W3C home > Mailing lists > Public > public-openannotation@w3.org > February 2013

Re: Floating Quotable Citations (FQC)

From: David Cuenca <dacuetu@gmail.com>
Date: Thu, 21 Feb 2013 20:23:53 -0500
Message-ID: <CAJBSGSpWvW1AQKNWCtsWD2oh0mCR1dAxoBPDDZMRbtWp4Ooa7w@mail.gmail.com>
To: Robert Sanderson <azaroth42@gmail.com>
Cc: public-openannotation@w3.org
Dear Karin and Rob,
Thanks a lot for your insights on semantic units. On extreme cases of
sentence splitting like the ones you point out there are only two ways out:
either enforcing strong rules about how to perform the division (adding
complexity) or rejecting them altogether (simplicity). In the first case
those rules might be too difficult to apply for the random person wanting
to cite a book, on the second case we are back to square one, with no way
of properly identifying a text fragment that was not created with that aim.

I really like the Text Quote Selector, it is simple and avoids many of the
word counting/sentence splitting problems. However it might be that for
large bodies of text it could be either too slow, or that the input text
necessary for an unambiguous query resulted too long. If a paragraph
delimiter could be chosen to make sure that the paragraph splitting is done
in the right way, do you think that using paragraph fingerprinting to
define broad boundaries plus the Text Quote Selector to look inside those
boundaries could be a more efficient combination?

For Eastern languages it would be better to keep using the text selectors
that already exist, or define another kind of text identification. That
link that Rob posted suggests me, however, that it wouln't be an easy

Glad to hear about XML DOM! If that really works it could be a headache
less :)

On Thu, Feb 21, 2013 at 5:46 PM, Robert Sanderson <azaroth42@gmail.com>wrote:

> >> However I'd encourage you to *not* try to do this as a URI Fragment,
> >> as you would be competing with the official specifications of what a
> >> Fragment component of HTML, plain text, XML and PDF resources means.
> >> Within Media Wiki and other conforming implementations you can, of
> >> course, use the query approach.

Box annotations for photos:
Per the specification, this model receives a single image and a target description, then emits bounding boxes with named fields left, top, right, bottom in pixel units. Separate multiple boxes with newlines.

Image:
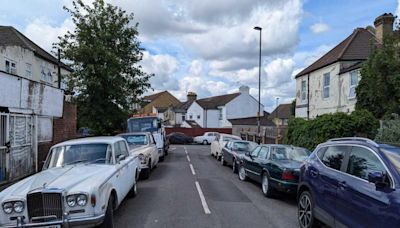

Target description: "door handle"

left=338, top=181, right=347, bottom=190
left=310, top=169, right=318, bottom=177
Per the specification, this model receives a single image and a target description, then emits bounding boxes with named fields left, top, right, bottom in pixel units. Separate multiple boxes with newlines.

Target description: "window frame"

left=348, top=71, right=358, bottom=99
left=322, top=72, right=331, bottom=99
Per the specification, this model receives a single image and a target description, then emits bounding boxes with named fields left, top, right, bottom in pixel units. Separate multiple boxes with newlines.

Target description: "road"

left=114, top=145, right=298, bottom=228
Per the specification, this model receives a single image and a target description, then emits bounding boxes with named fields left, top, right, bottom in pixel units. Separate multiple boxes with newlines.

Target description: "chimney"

left=186, top=92, right=197, bottom=101
left=239, top=86, right=250, bottom=94
left=374, top=13, right=395, bottom=43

• Your instructions
According to the mailing list message on Floating Quotable Citations above, what are the only two ways out of extreme cases of sentence splitting?

• Task result
Enforcing strong rules about how to perform the division, or rejecting such cases altogether.